Exercise objective → Only the lines from the one with "Exercise. Point to every instance of the white tent" onward are wanted, through the last line of the entries, set down exactly.

[START]

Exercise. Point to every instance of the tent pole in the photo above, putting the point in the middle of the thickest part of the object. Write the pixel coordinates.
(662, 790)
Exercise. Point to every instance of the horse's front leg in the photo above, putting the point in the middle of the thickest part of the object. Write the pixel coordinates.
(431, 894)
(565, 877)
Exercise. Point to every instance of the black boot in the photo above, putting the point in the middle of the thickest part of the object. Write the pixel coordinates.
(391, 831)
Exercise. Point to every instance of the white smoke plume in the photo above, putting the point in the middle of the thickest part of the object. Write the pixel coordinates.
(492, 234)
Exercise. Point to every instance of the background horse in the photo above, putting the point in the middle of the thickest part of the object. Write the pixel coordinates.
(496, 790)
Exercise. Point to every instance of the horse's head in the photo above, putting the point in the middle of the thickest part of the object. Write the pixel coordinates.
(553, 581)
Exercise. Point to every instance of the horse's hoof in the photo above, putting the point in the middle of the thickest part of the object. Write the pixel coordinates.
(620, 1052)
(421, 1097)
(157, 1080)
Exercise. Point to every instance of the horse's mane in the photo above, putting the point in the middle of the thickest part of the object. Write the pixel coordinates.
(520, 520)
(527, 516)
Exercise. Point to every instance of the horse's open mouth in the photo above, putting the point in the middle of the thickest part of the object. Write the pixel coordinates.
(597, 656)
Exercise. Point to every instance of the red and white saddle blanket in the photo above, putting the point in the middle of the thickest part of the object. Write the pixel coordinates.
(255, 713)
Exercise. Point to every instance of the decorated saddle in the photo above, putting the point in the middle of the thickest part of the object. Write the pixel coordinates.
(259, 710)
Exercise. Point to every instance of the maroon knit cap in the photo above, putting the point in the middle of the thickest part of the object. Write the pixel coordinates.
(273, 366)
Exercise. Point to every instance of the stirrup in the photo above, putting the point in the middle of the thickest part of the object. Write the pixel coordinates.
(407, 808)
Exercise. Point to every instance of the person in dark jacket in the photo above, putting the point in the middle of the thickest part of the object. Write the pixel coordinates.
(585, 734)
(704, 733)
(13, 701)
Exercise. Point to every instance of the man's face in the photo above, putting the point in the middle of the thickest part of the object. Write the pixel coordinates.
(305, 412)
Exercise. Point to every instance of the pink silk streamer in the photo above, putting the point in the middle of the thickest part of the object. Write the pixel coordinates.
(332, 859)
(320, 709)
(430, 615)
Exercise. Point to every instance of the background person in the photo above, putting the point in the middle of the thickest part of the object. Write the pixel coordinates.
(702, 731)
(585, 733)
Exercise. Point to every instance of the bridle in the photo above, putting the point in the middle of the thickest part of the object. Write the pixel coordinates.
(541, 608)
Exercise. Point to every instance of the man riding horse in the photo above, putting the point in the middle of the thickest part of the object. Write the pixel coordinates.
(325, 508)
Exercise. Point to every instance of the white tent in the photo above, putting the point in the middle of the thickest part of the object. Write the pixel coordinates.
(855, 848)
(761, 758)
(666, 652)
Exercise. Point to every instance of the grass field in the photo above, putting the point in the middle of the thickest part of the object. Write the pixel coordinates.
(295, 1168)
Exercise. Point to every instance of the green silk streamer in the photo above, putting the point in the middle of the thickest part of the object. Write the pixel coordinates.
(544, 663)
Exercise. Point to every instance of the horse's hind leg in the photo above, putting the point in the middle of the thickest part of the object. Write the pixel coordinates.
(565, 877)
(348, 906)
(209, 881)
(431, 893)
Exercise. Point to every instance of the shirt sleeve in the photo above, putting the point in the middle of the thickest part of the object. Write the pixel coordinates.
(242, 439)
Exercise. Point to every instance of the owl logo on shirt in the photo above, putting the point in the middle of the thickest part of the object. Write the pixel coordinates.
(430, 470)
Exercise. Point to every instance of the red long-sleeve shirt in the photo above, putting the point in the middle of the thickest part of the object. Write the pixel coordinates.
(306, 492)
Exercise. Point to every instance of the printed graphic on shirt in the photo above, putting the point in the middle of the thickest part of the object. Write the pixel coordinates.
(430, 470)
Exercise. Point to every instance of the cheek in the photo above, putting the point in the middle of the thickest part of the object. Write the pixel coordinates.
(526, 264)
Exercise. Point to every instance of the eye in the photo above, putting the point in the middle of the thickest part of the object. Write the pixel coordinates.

[END]

Worked solution →
Exercise. Point to every instance of the white tent in the photo above, putting the point in the middle of the thickest part of the object. Write the pixel coordinates.
(855, 848)
(761, 758)
(666, 652)
Exercise. Point to every instance of the grass field in the photo above, putting the point in the middle of the thickest part of the object. Write the pixel coordinates.
(295, 1168)
Exercise. Point to every instance of the green silk streamer in the photo above, putting the point in the middle of the thickest part of the object. Write the pixel coordinates.
(544, 663)
Exercise. Point to every instance of the horse's hind leg in the photo above, putting the point in the middle of the thickest part of the object. Write the pixel coordinates.
(565, 877)
(348, 906)
(209, 881)
(431, 893)
Exercise. Point to every instance of the shirt sleeve in the photo above, putting the point in the middle of the thickest part of the object. Write the pixel coordinates.
(242, 439)
Exercise. Point to every instance of the owl logo on shirt in the photo above, putting the point in the middle of the thickest part of the object. Write the pixel coordinates.
(430, 470)
Exercise. Point to every instance of the red long-sleeve shirt in the photo above, putting the point in the middle of the thickest part of the object. Write the pixel coordinates.
(306, 492)
Exercise. Point to every instance of the printed graphic on shirt in the photo above, putting the point in the middle of the thickest part of the object. Write the pixel coordinates.
(430, 470)
Exercise. Point to every instance of the cheek in the photo above, putting the point in the middle of the thickest part of the object. Write the pixel coordinates.
(526, 264)
Exercise. Point to every instance of the eye in the photo above, putting the point in the middle of the thickest part of the object. Write the pixel coordinates.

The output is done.